Книга Булат Окуджава, страница 89. Автор книги Дмитрий Быков

Разделитель для чтения книг в онлайн библиотеке

Онлайн книга «Булат Окуджава»

Cтраница 89

Опустим технические детали – наличие рефрена, повторов, ритмических ходов, характерных для марша или вальса. Само собой, песня не должна быть слишком длинной – редко больше шести четверостиший, хотя и тут бывают исключения. Ясно, что дело не в тематике, поскольку помимо традиционных романтических тем и жанров авторской песни – туристский или солдатский марш, морская или пиратская стилизация – существует множество антиромантических тем и фабул, которые отнюдь не препятствуют стихотворению стать песней. Тот же Окуджава написал несколько десятков обычных городских зарисовок, чуждых всякой романтике, – и однако «Полночный троллейбус» с его подчеркнуто бытовыми реалиями значительно популярнее пиратского, насквозь романтического «Портленда».

**ИЗВЛЕЧЁННЫЕ ЗАПИСИ:**
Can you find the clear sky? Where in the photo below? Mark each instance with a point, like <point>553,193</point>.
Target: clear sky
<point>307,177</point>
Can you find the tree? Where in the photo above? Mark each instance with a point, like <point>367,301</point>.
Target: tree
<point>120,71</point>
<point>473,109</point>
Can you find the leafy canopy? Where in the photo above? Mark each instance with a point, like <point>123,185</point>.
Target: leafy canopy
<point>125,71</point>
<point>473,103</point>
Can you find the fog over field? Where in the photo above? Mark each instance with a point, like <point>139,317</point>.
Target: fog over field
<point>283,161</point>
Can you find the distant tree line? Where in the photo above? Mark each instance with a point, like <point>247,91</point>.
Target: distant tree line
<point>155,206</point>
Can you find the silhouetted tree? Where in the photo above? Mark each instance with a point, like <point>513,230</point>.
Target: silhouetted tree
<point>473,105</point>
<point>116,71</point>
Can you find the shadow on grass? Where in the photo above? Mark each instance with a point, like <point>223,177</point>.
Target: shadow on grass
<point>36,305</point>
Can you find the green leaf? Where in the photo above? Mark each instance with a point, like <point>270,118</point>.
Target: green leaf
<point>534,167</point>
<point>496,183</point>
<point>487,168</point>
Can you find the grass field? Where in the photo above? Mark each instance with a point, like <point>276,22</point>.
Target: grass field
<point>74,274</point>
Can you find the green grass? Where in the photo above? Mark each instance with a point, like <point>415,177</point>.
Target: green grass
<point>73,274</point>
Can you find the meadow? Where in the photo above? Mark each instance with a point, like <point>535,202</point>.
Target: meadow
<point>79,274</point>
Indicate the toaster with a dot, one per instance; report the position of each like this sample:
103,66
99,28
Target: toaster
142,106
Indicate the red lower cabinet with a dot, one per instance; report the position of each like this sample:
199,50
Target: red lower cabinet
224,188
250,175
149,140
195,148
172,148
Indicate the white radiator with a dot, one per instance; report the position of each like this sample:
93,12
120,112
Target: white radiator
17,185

**ЗАДАНИЯ:**
a - Какая песня Окуджавы, согласно отрывку, значительно популярнее «Портленда»?
b - Проверьте по отрывку, верны ли утверждения: (i) песня обычно занимает не больше шести четверостиший; (ii) антиромантические темы мешают стихотворению стать песней; (iii) «Портленд» — пиратская и романтическая песня. Каждый ответ «да» или «нет» подтвердите точной цитатой.
c - Передайте содержание отрывка в двух предложениях.
Записи взяты из другого источника.

**ОТВЕТЫ К ЗАДАНИЯМ:**
a - «Полночный троллейбус».

b -
(i) Да: «редко больше шести четверостиший».
(ii) Нет: «отнюдь не препятствуют стихотворению стать песней».
(iii) Да: «пиратского, насквозь романтического «Портленда»».

c - Способность стихотворения стать песней не зависит от тематики, и антиромантические темы этому не препятствуют. Так, бытовой «Полночный троллейбус» Окуджавы значительно популярнее его насквозь романтического пиратского «Портленда».